* [Consignes]
[A] Répondez s'il vous plaît à ces questions sur le texte consacré à la crevette bleue :
(i) À partir de quand les producteurs se réunissent-ils pour établir un cahier des charges commun ?
(ii) Quel type de traitement ce cahier des charges exclut-il ?
(iii) Les campagnes de promotion de quelles institutions font apparaître la crevette bleue ?
[B] Poursuivez le texte sur la crevette bleue à partir de sa dernière phrase.

Définir une marque, c’est bien. Encore faut-il qu’elle tienne ses promesses. Dès les années 2000, les producteurs se mettent autour de la table, non pas pour manger des crevettes flambées, mais pour définir un cahier des charges commun. Densité limitée, alimentation maîtrisée, pas de traitement antibiotique, suivi sanitaire rigoureux, etc. En résumé, une aquaculture raisonnée, avant même que ce soit trendy sur Instagram. La fameuse a su se construire une belle image. Une qualité gustative reconnue, une traçabilité renforcée, un élevage en zone protégée, un modèle écologiquement responsable. C’est aussi à cette époque que la crevette bleue commence à faire parler d’elle dans les circuits professionnels. Elle est présente dans des salons spécialisés, mise en avant par certains chefs internationaux, et apparaît dans des campagnes de promotion d’institutions calédoniennes. C’est un peu la populaire du lycée.

* [Jeu de données]
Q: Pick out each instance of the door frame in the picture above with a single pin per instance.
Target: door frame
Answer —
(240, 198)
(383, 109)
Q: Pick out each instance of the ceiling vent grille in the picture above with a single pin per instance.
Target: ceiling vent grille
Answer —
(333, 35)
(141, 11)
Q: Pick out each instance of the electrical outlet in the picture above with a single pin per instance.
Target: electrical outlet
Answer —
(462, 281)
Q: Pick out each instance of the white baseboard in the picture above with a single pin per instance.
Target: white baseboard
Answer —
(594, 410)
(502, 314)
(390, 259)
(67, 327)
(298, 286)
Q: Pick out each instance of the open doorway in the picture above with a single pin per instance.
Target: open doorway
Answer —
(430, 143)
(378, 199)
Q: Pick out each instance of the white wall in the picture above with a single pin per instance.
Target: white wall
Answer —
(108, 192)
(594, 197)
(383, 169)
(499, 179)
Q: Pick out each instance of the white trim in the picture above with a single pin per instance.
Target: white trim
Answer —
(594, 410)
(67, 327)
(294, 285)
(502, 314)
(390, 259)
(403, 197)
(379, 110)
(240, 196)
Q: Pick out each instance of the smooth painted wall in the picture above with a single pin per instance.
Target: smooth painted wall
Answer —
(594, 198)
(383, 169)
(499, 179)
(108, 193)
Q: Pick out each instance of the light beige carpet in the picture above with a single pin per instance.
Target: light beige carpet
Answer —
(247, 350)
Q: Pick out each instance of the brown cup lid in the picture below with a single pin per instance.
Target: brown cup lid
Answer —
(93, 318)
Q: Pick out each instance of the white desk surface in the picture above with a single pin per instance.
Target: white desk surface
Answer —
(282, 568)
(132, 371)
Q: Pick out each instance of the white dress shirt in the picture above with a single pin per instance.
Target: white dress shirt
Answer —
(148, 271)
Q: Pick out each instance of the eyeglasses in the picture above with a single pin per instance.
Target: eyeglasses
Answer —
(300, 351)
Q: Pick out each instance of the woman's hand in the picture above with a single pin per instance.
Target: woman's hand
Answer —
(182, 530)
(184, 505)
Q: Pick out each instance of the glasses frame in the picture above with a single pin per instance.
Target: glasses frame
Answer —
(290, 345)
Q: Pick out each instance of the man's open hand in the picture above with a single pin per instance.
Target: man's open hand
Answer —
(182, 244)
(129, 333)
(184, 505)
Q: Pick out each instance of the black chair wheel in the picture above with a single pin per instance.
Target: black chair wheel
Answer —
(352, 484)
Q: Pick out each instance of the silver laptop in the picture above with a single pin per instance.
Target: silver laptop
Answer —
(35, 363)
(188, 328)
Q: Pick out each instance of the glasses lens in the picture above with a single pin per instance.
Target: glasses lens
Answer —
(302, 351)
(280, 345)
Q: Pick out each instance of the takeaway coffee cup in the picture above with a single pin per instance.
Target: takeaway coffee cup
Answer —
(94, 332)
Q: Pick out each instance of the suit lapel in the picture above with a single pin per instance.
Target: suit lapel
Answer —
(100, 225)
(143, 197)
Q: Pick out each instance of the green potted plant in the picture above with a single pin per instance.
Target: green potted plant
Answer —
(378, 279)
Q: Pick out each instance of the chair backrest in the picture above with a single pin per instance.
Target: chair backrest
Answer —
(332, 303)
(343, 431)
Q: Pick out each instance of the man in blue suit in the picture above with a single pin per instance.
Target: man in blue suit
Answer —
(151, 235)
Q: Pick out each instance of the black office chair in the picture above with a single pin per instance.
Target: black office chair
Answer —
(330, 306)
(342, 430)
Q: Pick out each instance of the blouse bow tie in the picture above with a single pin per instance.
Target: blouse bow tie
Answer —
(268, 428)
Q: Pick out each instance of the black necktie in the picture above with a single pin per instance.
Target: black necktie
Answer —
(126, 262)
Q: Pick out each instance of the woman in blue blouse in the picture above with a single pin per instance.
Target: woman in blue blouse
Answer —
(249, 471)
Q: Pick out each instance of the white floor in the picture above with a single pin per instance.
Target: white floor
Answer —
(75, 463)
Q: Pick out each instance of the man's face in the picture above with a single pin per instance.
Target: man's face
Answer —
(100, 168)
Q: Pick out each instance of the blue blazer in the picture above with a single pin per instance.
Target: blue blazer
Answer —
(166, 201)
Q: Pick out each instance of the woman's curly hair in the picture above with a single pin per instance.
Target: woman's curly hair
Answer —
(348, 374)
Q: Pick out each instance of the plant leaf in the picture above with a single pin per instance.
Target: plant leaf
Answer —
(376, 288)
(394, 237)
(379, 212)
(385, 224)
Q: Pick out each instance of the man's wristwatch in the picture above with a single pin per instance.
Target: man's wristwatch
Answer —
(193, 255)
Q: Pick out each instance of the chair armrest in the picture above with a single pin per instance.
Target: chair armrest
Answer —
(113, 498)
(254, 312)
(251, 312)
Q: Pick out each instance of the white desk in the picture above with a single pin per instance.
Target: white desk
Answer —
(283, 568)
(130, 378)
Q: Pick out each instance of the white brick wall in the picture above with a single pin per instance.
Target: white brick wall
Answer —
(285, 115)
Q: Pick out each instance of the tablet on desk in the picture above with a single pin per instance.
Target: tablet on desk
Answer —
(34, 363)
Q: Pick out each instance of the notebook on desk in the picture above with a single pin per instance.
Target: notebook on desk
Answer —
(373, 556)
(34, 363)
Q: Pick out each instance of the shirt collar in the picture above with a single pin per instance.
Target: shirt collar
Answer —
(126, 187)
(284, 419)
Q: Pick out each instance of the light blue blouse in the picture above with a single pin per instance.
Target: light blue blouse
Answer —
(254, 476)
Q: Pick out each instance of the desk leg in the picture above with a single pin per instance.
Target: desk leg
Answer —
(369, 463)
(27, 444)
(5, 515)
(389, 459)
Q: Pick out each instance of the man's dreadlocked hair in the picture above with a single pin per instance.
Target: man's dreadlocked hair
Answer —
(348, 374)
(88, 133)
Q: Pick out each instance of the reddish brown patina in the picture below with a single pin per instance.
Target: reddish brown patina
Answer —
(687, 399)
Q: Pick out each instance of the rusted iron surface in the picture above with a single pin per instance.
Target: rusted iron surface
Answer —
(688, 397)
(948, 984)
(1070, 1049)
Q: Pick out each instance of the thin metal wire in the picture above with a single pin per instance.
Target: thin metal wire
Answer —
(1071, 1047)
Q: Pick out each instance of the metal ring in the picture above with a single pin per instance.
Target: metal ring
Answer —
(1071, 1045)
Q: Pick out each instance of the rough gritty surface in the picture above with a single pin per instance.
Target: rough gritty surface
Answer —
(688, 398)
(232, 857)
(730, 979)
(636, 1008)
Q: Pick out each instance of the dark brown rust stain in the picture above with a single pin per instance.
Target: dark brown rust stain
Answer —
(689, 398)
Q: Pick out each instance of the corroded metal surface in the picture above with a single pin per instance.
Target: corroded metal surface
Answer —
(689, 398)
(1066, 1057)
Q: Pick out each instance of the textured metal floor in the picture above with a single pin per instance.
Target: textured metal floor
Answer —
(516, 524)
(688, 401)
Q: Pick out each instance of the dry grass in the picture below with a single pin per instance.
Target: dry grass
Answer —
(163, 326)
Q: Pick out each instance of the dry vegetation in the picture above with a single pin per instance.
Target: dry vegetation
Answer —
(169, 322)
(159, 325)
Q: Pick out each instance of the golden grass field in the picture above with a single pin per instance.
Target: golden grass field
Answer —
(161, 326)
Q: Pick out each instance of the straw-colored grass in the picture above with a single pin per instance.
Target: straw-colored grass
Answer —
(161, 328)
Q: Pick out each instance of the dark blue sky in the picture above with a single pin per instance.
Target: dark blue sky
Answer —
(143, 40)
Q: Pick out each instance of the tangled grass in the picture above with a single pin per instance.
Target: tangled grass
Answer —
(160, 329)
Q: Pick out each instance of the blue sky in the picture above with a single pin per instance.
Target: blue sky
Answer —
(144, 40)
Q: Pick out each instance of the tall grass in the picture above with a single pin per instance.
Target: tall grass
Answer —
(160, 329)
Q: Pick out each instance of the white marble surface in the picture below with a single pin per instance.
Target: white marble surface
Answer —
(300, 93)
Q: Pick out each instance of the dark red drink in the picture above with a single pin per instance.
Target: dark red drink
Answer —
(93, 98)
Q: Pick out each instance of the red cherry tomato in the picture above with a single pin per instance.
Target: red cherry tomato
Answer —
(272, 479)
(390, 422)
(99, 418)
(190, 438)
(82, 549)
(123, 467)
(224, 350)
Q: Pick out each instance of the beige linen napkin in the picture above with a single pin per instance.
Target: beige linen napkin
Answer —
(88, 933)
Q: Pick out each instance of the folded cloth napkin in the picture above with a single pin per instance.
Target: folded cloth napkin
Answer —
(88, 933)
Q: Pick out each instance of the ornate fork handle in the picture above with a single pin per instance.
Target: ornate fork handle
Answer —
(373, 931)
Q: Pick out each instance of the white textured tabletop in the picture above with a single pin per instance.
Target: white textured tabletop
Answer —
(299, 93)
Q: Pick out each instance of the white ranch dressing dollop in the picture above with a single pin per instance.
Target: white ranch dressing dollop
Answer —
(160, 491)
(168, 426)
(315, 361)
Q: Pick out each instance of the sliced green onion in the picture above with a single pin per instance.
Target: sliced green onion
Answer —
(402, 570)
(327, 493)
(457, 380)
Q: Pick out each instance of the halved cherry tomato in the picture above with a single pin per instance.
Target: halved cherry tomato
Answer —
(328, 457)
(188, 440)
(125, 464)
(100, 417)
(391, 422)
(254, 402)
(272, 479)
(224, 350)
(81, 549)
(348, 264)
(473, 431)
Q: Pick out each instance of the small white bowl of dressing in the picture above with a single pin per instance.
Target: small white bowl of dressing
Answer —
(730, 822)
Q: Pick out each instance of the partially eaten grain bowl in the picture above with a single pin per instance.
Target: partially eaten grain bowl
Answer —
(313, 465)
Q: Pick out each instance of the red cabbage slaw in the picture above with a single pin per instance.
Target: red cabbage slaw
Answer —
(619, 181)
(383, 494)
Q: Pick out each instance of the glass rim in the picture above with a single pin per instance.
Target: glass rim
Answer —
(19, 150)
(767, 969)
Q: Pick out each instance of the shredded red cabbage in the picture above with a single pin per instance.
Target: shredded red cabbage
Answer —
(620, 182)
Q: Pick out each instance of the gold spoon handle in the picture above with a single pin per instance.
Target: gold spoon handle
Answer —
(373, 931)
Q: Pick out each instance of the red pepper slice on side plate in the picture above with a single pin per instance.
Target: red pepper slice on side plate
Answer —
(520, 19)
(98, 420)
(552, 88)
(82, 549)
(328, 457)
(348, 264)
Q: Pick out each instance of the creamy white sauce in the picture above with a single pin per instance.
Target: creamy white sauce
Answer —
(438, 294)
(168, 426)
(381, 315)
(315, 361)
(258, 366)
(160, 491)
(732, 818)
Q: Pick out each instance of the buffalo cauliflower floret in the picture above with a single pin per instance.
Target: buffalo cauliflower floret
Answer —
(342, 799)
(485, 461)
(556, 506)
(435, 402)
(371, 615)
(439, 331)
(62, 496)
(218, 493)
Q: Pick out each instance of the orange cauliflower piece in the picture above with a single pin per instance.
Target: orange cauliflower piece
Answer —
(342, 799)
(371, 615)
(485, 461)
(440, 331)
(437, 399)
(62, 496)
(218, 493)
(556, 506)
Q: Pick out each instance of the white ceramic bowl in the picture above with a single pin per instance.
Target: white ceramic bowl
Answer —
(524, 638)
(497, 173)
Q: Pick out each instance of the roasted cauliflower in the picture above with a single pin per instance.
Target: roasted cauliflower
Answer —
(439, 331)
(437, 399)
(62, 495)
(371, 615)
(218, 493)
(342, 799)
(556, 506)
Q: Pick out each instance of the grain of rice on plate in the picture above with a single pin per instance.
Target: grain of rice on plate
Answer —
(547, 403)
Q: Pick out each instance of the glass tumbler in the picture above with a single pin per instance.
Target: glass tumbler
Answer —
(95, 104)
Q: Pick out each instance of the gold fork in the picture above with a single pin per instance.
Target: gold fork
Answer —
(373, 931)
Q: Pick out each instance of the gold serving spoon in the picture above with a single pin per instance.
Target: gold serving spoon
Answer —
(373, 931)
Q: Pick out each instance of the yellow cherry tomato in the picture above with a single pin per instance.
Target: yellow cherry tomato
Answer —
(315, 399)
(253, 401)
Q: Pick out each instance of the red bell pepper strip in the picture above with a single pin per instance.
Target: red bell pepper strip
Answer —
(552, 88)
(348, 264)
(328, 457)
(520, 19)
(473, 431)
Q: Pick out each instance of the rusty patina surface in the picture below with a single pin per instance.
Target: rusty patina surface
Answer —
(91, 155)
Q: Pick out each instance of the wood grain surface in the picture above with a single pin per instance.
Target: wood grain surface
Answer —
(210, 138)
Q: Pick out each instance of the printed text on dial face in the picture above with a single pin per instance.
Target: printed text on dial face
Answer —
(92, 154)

* [Réponses]
[A]
(i) Dès les années 2000.
(ii) Le traitement antibiotique.
(iii) Celles d'institutions calédoniennes.

[B]
crevette
La mascotte calédonienne à l’international © SOPAC

Aujourd’hui, elle n’est plus simplement un produit d’export, elle est un emblème culinaire, un argument touristique, une carte de visite économique. Elle incarne un certain rapport au territoire ; fière mais modeste, exigeante sans arrogance, ancrée localement mais avec des ambitions internationales. On la retrouve dans les menus des chefs, dans les brochures touristiques, dans les discours politiques parfois aussi. Elle participe à raconter une autre Calédonie, tournée vers l’innovation douce, l’agriculture bleue, les savoir-faire discrets mais solides.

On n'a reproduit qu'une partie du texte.